# Data extract
[Start of Attachment]

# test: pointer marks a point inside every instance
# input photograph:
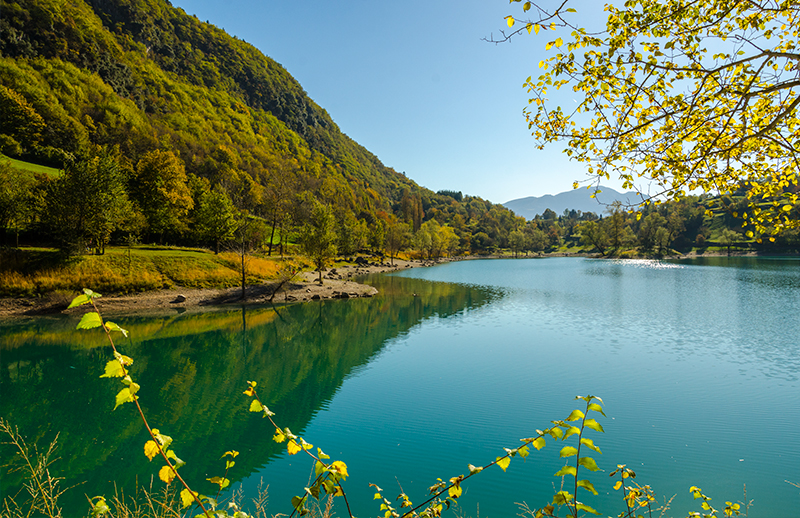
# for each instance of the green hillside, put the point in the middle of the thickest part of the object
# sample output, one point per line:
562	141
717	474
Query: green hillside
130	78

[End of Attachment]

# Task directions
For each line above that contains the word "point", copy that line.

# Task response
# test: pointer marks a point inside every instance
# for each instance of the green hillside, put the point in the middle of the thickest part of the object
# sample output, one point per line:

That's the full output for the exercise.